Top of PROVIDED PASSAGE
Scientific classification
- Kingdom: Animalia
- Phylum: Chordata
- Class: Aves
- Order: Passeriformes
- Family: Formicariidae
- Genus: Formicarius
- Species: F. nigricapillus
- Binomial name: Formicarius nigricapillus Ridgway, 1893

= Black-headed antthrush =

- Genus: Formicarius
- Species: nigricapillus
- Authority: Ridgway, 1893
- Conservation status: LC

Species of bird

The black-headed antthrush (Formicarius nigricapillus) is a species of bird in the family Formicariidae. It is found in Colombia, Costa Rica, Ecuador, and Panama.

==Taxonomy and systematics==

The black-headed antthrush has two subspecies, the nominate F. n. nigricapillus (Ridgway, 1893) and F. n. destructus (Hartert, EJO, 1898).
Bottom of PROVIDED PASSAGE
** SET OF TASKS **
#1 Rewrite the antthrush text from "The black-headed antthrush (Formicarius" up to and including "Ecuador, and Panama.", replacing "It is found" with "It occurs".
#2 According to the antthrush text, how many subspecies does the black-headed antthrush have?
Answer from the text alone.
Top of ENTRIES PROVIDED
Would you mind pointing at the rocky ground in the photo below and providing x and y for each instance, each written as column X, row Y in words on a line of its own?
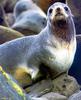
column 63, row 87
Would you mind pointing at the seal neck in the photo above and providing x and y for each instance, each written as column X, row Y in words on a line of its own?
column 66, row 34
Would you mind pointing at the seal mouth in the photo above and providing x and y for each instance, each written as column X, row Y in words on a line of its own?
column 60, row 20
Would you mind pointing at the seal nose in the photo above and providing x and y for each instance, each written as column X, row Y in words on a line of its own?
column 58, row 9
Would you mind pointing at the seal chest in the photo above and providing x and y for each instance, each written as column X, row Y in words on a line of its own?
column 54, row 46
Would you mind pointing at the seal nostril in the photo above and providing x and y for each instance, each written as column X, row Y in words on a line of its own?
column 50, row 11
column 58, row 9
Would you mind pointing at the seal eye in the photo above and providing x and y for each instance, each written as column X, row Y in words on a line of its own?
column 66, row 8
column 50, row 11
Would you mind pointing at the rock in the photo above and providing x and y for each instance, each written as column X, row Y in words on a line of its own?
column 44, row 4
column 65, row 85
column 76, row 10
column 9, row 89
column 40, row 88
column 29, row 18
column 10, row 19
column 7, row 34
column 51, row 96
column 76, row 96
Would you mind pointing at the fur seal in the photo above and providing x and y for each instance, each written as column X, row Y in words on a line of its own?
column 45, row 4
column 54, row 46
column 29, row 18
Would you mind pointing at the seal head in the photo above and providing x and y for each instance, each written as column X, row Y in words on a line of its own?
column 61, row 21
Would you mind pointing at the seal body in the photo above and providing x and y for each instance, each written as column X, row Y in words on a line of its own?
column 54, row 46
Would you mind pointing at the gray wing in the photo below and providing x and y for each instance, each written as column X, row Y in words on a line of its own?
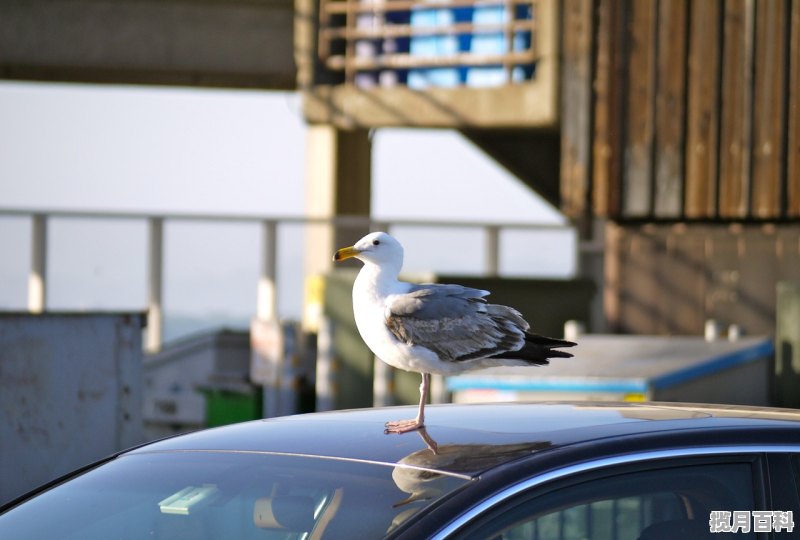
column 454, row 322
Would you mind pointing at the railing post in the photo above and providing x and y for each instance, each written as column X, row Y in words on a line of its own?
column 492, row 251
column 267, row 308
column 325, row 376
column 37, row 279
column 155, row 284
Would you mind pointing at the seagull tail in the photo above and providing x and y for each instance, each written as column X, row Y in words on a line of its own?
column 538, row 349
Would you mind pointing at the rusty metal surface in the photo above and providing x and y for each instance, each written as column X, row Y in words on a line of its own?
column 70, row 393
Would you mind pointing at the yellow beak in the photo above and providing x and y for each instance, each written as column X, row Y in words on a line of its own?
column 345, row 253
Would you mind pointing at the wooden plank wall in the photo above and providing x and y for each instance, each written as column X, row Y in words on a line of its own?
column 692, row 113
column 670, row 278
Bottom of ENTRIES PROVIDED
** SOLUTIONS TO THE EXERCISE **
#1
The black-headed antthrush (Formicarius nigricapillus) is a species of bird in the family Formicariidae. It occurs in Colombia, Costa Rica, Ecuador, and Panama.

#2 Two: F. n. nigricapillus and F. n. destructus.